◆ **What is needed**
From the data, return each line holding the word "negative".

◆ **Records for processing**
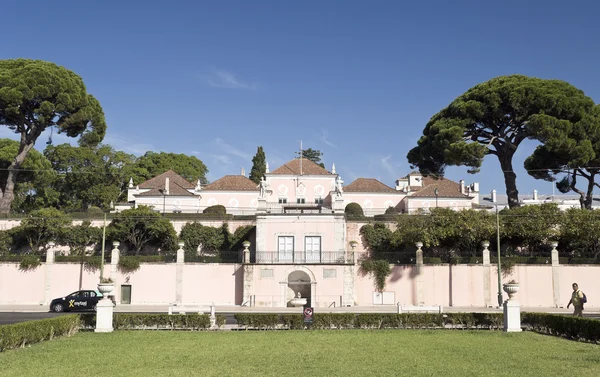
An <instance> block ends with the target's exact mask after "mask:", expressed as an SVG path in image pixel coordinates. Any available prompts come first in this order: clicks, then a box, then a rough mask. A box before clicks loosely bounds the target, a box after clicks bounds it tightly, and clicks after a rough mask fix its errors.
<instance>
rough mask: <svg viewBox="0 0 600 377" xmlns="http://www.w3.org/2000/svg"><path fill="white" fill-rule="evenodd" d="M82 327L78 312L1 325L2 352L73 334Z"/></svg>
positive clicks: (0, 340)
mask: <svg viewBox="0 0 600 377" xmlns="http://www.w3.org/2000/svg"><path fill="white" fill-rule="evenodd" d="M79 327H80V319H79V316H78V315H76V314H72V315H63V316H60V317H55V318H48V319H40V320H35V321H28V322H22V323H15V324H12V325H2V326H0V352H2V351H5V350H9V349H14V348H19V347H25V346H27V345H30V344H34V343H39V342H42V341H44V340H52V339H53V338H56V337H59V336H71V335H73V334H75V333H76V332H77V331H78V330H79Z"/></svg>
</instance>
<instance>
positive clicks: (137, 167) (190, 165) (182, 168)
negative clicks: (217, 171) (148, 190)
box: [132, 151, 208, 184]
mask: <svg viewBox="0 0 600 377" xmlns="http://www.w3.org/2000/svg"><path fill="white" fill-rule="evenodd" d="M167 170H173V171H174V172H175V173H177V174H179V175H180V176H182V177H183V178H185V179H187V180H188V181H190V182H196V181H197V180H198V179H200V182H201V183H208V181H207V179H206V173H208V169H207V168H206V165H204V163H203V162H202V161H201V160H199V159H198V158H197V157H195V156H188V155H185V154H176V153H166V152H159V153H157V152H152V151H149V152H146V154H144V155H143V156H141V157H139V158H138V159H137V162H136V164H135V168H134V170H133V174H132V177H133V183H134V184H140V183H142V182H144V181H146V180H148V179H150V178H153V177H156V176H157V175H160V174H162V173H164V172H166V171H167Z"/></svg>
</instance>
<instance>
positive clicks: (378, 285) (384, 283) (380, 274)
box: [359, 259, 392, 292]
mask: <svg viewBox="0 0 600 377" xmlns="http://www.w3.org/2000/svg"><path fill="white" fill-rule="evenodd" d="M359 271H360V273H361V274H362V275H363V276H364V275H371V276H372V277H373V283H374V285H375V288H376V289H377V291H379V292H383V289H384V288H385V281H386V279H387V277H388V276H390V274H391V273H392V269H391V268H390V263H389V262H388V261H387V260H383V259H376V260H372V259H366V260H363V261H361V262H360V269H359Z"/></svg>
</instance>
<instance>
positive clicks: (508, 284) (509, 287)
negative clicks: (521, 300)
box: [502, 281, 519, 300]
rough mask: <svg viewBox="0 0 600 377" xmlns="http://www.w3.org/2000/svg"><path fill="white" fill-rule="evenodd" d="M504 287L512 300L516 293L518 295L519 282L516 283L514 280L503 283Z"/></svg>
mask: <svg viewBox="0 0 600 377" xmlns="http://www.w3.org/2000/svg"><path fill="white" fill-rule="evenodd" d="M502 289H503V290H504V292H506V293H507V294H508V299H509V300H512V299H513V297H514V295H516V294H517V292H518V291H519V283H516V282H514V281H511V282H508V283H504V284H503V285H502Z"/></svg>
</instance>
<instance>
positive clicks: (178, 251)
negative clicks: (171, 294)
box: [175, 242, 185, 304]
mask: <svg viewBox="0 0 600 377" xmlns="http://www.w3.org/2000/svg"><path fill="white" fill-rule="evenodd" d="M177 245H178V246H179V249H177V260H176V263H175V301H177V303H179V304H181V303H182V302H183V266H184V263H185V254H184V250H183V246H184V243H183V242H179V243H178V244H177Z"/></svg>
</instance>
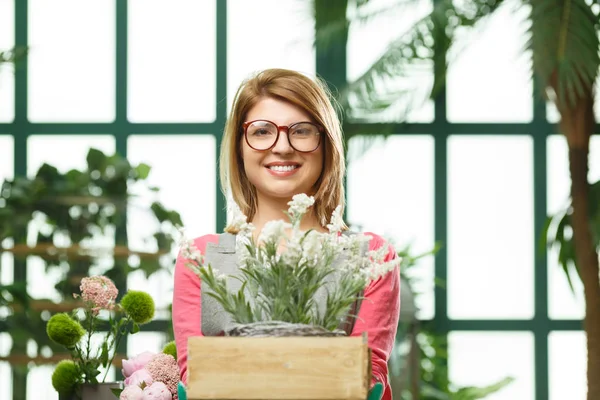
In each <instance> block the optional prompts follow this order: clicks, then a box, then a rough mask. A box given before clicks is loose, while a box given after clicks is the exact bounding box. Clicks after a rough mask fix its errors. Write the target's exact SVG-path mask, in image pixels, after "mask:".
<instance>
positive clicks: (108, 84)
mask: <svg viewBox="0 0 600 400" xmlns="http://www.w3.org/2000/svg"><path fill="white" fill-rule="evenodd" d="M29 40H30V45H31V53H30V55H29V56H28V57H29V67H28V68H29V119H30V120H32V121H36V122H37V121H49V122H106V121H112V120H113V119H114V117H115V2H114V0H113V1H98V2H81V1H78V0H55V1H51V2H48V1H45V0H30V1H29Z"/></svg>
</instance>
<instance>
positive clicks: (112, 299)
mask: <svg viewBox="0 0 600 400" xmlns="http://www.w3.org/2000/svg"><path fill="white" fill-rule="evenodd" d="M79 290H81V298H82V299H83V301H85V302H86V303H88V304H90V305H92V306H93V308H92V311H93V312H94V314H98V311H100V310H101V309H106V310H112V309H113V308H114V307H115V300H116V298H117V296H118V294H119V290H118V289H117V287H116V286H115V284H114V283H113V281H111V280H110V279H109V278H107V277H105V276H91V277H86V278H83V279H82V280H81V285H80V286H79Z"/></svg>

--

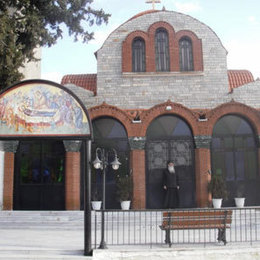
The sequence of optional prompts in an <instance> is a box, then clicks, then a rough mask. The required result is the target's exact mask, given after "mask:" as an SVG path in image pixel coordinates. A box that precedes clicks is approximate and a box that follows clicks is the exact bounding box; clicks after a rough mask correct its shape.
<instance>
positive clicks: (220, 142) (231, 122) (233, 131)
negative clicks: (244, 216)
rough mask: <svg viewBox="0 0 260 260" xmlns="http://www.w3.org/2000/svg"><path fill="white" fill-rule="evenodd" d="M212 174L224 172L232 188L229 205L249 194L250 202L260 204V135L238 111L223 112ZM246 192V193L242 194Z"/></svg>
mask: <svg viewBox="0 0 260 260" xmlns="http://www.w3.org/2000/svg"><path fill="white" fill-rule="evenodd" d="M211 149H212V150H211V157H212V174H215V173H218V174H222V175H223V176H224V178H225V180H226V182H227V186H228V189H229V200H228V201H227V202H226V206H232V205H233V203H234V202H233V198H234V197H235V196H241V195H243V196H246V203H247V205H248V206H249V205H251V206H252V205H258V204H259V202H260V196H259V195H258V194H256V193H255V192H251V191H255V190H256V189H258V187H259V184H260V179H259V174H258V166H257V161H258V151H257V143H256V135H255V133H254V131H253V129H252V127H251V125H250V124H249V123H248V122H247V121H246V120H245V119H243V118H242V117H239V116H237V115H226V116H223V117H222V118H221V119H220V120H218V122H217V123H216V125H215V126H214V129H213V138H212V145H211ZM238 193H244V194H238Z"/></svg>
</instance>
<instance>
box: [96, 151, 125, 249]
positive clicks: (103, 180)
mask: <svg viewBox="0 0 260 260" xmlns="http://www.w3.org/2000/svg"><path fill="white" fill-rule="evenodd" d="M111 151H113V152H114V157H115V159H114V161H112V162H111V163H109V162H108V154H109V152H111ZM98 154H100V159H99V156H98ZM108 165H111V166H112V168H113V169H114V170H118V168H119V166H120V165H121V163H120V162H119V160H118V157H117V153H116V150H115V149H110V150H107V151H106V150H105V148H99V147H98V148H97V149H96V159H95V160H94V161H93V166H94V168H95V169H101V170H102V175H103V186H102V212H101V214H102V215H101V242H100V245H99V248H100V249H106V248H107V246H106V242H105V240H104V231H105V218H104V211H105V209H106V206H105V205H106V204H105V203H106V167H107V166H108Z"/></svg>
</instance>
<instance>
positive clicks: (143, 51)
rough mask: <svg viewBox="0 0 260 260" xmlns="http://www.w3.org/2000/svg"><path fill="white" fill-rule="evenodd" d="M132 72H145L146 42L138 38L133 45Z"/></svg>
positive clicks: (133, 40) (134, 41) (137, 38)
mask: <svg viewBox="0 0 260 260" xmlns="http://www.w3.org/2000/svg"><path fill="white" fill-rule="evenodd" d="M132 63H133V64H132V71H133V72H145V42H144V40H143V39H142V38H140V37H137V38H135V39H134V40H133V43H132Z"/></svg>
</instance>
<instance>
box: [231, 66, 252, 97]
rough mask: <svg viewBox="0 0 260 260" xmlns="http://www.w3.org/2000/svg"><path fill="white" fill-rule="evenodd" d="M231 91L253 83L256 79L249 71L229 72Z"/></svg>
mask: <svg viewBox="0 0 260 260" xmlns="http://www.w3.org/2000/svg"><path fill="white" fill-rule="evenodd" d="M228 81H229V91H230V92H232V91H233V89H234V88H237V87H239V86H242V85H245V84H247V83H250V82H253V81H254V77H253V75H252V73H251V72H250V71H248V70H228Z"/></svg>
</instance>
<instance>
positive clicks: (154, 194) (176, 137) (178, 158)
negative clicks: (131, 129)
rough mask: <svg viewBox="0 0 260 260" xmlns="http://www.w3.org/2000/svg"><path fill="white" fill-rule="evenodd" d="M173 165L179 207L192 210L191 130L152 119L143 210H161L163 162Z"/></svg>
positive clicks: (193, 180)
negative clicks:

◆ **Worked solution**
negative clicks: (217, 171) (148, 190)
negative clicks: (521, 300)
negative clicks: (171, 294)
negative clicks: (244, 216)
negative clicks: (131, 129)
negative clicks:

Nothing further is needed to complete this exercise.